— What you are asked to do —
Turn the stretch of the listing from the line containing "cheek shown in the photo above." through the end of the listing into a numbered list, leaving out any blank lines.
-- START OF Provided records --
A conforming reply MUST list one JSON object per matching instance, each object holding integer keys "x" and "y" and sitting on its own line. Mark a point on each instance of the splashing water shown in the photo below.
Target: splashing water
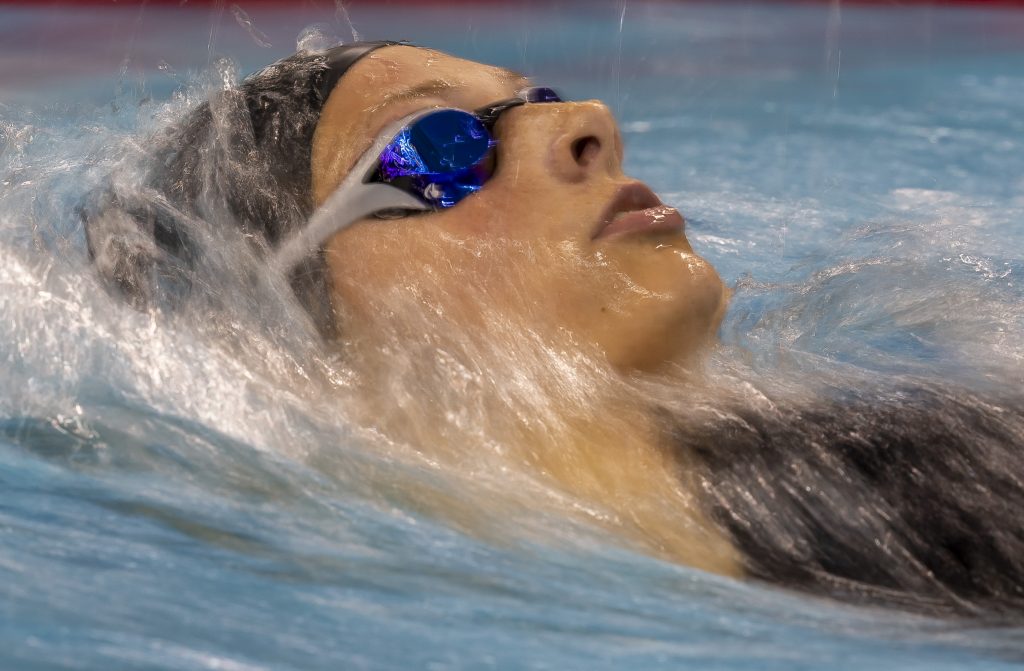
{"x": 213, "y": 488}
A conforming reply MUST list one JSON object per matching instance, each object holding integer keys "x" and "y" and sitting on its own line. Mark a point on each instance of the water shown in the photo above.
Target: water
{"x": 178, "y": 497}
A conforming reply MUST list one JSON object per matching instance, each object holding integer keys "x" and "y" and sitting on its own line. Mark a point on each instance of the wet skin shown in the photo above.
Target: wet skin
{"x": 530, "y": 252}
{"x": 641, "y": 298}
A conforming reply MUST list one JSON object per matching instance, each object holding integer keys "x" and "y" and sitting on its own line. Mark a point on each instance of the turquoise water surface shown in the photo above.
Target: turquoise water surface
{"x": 855, "y": 173}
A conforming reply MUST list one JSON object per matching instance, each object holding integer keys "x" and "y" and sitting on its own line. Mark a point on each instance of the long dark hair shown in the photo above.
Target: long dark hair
{"x": 912, "y": 495}
{"x": 241, "y": 159}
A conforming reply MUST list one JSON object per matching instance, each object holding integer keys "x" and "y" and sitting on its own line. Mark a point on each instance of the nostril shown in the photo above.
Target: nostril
{"x": 585, "y": 149}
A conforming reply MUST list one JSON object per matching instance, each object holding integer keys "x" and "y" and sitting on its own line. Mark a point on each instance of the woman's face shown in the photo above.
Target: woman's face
{"x": 547, "y": 244}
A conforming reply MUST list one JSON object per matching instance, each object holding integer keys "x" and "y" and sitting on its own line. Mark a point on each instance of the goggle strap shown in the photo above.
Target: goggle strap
{"x": 354, "y": 199}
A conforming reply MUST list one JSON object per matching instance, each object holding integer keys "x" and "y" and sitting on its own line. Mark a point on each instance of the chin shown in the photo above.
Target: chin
{"x": 676, "y": 328}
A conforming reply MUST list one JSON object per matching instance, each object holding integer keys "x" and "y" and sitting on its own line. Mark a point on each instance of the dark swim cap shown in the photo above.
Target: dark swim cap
{"x": 243, "y": 159}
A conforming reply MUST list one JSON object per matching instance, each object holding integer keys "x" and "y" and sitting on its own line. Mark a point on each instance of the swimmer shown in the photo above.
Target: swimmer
{"x": 415, "y": 201}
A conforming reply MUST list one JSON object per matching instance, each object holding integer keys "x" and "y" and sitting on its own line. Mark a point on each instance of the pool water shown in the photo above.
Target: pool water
{"x": 855, "y": 173}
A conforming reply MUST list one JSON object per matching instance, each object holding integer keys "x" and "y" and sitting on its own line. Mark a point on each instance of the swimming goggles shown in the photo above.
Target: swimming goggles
{"x": 428, "y": 161}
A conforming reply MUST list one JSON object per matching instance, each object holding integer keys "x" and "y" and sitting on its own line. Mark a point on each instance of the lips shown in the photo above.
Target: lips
{"x": 636, "y": 210}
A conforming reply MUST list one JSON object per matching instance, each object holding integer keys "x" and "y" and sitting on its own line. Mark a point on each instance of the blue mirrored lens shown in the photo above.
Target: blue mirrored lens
{"x": 441, "y": 156}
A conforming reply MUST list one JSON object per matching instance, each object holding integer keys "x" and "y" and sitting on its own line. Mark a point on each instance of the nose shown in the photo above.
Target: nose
{"x": 577, "y": 140}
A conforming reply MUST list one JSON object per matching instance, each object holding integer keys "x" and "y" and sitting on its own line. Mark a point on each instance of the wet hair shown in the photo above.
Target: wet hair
{"x": 911, "y": 496}
{"x": 242, "y": 159}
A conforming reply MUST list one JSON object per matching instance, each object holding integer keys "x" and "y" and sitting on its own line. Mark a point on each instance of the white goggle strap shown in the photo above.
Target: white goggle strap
{"x": 353, "y": 200}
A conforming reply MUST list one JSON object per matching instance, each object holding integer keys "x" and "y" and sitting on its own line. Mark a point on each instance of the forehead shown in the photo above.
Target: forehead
{"x": 386, "y": 85}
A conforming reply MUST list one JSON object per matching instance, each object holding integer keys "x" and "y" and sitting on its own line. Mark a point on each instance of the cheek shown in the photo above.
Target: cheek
{"x": 644, "y": 305}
-- END OF Provided records --
— In response —
1. A conforming reply MUST list one JSON object per matching instance, each object holding integer keys "x" and "y" and sitting on its own line. Mark a point on each instance of the cheek shown in the photo above.
2. Target: cheek
3. {"x": 644, "y": 305}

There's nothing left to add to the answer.